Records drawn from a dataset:

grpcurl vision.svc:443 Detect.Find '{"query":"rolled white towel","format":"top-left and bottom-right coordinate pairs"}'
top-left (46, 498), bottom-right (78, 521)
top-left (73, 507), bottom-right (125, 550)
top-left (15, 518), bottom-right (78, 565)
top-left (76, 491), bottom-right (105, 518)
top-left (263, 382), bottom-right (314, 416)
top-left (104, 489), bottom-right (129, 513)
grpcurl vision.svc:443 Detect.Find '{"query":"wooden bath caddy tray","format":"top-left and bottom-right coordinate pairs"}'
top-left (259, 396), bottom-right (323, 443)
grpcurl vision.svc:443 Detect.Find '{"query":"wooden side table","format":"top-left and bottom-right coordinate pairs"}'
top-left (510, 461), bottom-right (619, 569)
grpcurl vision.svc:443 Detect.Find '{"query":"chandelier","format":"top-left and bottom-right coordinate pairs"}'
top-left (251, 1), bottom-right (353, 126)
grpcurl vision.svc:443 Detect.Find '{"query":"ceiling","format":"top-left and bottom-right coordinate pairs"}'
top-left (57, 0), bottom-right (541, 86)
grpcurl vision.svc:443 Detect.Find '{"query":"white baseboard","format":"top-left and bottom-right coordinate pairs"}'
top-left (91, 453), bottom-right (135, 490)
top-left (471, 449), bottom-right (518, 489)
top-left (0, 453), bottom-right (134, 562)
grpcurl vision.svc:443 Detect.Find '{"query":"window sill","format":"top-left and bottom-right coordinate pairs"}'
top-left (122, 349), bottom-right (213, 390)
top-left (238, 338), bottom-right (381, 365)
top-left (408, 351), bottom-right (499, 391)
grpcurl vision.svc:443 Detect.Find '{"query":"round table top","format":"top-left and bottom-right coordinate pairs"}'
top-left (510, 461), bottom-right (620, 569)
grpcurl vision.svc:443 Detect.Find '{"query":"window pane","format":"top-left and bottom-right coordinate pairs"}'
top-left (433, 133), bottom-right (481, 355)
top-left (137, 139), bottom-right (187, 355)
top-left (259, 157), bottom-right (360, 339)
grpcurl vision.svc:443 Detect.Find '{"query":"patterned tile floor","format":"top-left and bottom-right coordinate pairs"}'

▸ Problem to work on
Nothing in the records should change when you repeat them all.

▸ Solution to the exercise
grpcurl vision.svc:443 Detect.Find '{"query":"rolled white towel","format":"top-left and bottom-right coordinate pairs"}'
top-left (46, 498), bottom-right (78, 521)
top-left (73, 507), bottom-right (125, 550)
top-left (15, 518), bottom-right (78, 565)
top-left (76, 491), bottom-right (105, 518)
top-left (263, 382), bottom-right (314, 416)
top-left (104, 489), bottom-right (129, 513)
grpcurl vision.svc:443 Detect.Find '{"query":"wooden bath caddy tray","format":"top-left and bottom-right coordinate pairs"}'
top-left (259, 396), bottom-right (323, 443)
grpcurl vision.svc:443 Detect.Find '{"query":"wooden side table","format":"top-left and bottom-right coordinate pairs"}'
top-left (510, 461), bottom-right (619, 569)
grpcurl vision.svc:443 Detect.Find '{"query":"chandelier","format":"top-left and bottom-right coordinate pairs"}'
top-left (251, 1), bottom-right (353, 126)
grpcurl vision.svc:443 Detect.Find '{"query":"ceiling","format":"top-left and bottom-right coordinate pairs"}'
top-left (57, 0), bottom-right (541, 86)
grpcurl vision.svc:443 Detect.Find '{"query":"white baseboard","format":"top-left and bottom-right coordinate pairs"}'
top-left (91, 453), bottom-right (135, 490)
top-left (471, 449), bottom-right (518, 489)
top-left (0, 453), bottom-right (134, 562)
grpcurl vision.svc:443 Detect.Find '{"query":"window sill","format":"top-left and bottom-right coordinate pairs"}'
top-left (122, 349), bottom-right (213, 390)
top-left (238, 338), bottom-right (381, 365)
top-left (408, 351), bottom-right (499, 391)
grpcurl vision.svc:443 Detect.Find '{"query":"round table top","format":"top-left and bottom-right coordinate pairs"}'
top-left (510, 461), bottom-right (620, 569)
grpcurl vision.svc:443 Detect.Find '{"query":"window pane","format":"top-left and bottom-right coordinate pairs"}'
top-left (433, 133), bottom-right (481, 355)
top-left (137, 139), bottom-right (187, 355)
top-left (259, 157), bottom-right (360, 339)
grpcurl vision.svc:443 Detect.Find '{"query":"patterned tile floor","format":"top-left and bottom-right coordinate pairs"}'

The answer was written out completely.